--- STATED PROBLEM ---
Rewrite part of the termination benefits clause, starting at the words "3. Benefits upon" and stopping after "vacation not taken)", with "Coverage Period" substituted for "Protection Period" each time it occurs.

--- TEXT SEGMENT ---
------------------------------
3. Benefits upon Termination under Certain Circumstances Within the
Protection Period. If the Executive's employment is terminated by the Company
during the Protection Period other than for Cause or Disability and other than
as a result of the Executive's death, or if the Executive terminates his
employment during the Protection Period for Good Reason, the Company shall,
subject to Section 7, pay to the Executive in a lump sum in cash within ten days
after the date of termination the aggregate of the following amounts and shall
provide the following benefits:
(a) The Executive's base salary and vacation pay (for vacation not taken)
accrued but unpaid through the date of termination of employment; and
(b) A lump sum severance payment in an amount equal to the product of 1.5
times the Executive's "Average Annual Compensation." For the purposes of this
Agreement, "Average Annual Compensation" shall be an amount equal to the annual
average of the sums of (i) the Executive's annual base salary from the Company
plus (ii) the amount of bonus accrued by the Company for the Executive, in each
case for the three calendar years that ended immediately before (or, if
applicable, coincident with) the Change in Control Date; and
(c) Within 30 days of the date of termination of employment, upon surrender
by the Executive of the outstanding options to purchase shares of common stock
of the Company ("Shares of Common Stock") granted to the Executive by the
Company (the "Outstanding Options") and any stock appreciation rights granted to
the Executive by the Company ("SARs"), an amount with respect to each
Outstanding Option and SAR (whether vested or not) equal to the difference
between the exercise price of such Outstanding Options and SARs and the higher
of (x) the fair market value of the Shares of Common Stock on the date of such
termination (but not less than the closing price for the Shares of Common Stock
on the New York Stock Exchange, or such other national stock exchange on which
such shares may be listed, on the last trading day such shares traded prior to
the date of termination); and (y) the highest price paid for Shares of Common
Stock or, in the cases of securities convertible into Shares of Common Stock or
carrying a right to acquire Shares of Common Stock, the highest effective price
(based on the prices paid for such securities) at which such securities are
convertible into Shares of Common Stock or at which Shares of Common Stock may
be acquired, by any person or group whose acquisition of voting securities has
resulted in a Change in Control of the Company; provided, however, that this
Section 3(c) shall not apply to the surrender of any Outstanding Option that is
an incentive stock option (within the meaning of section 422 of the Code); and
(d) The Company shall provide the Executive with life insurance coverage
and health plan coverage substantially comparable to the coverage the Executive
was receiving from the Company immediately before termination of employment; the
provision of such coverage will continue until the expiration of the 18-calendar
month period following the date of the termination of the Executive's
employment, or, if earlier, until the date on which the Executive becomes
eligible for comparable coverage in connection with subsequent employment,
provided, however, that if such coverage is not available under the plans
covering the Company's employees, the Company may, at its option, substitute for
the provision of such coverage monthly payments to the Executive for the same
period in an amount equal to the reasonable monthly cost of securing comparable
coverage for an individual of the Executive's age on a standard risk basis; and
(e) All of the Executive's benefits accrued under any supplemental
retirement plans, excess retirement plans, and deferred compensation plans
maintained by the Company or any of its Subsidiaries shall become immediately
vested in full; and
(f) All of the Executive's Outstanding Options shall become immediately
vested and exercisable in full.
------------------------------
--- DATA EXTRACT ---
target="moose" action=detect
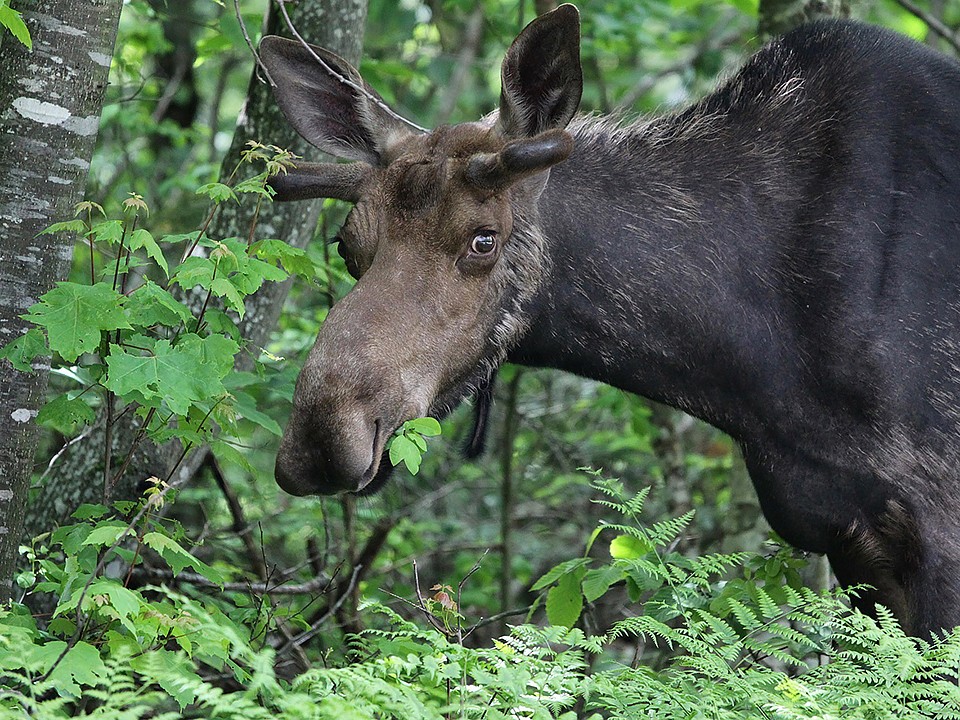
------------------------------
--- SOLUTION TO THIS EXERCISE ---
3. Benefits upon Termination under Certain Circumstances Within the
Coverage Period. If the Executive's employment is terminated by the Company
during the Coverage Period other than for Cause or Disability and other than
as a result of the Executive's death, or if the Executive terminates his
employment during the Coverage Period for Good Reason, the Company shall,
subject to Section 7, pay to the Executive in a lump sum in cash within ten days
after the date of termination the aggregate of the following amounts and shall
provide the following benefits:
(a) The Executive's base salary and vacation pay (for vacation not taken)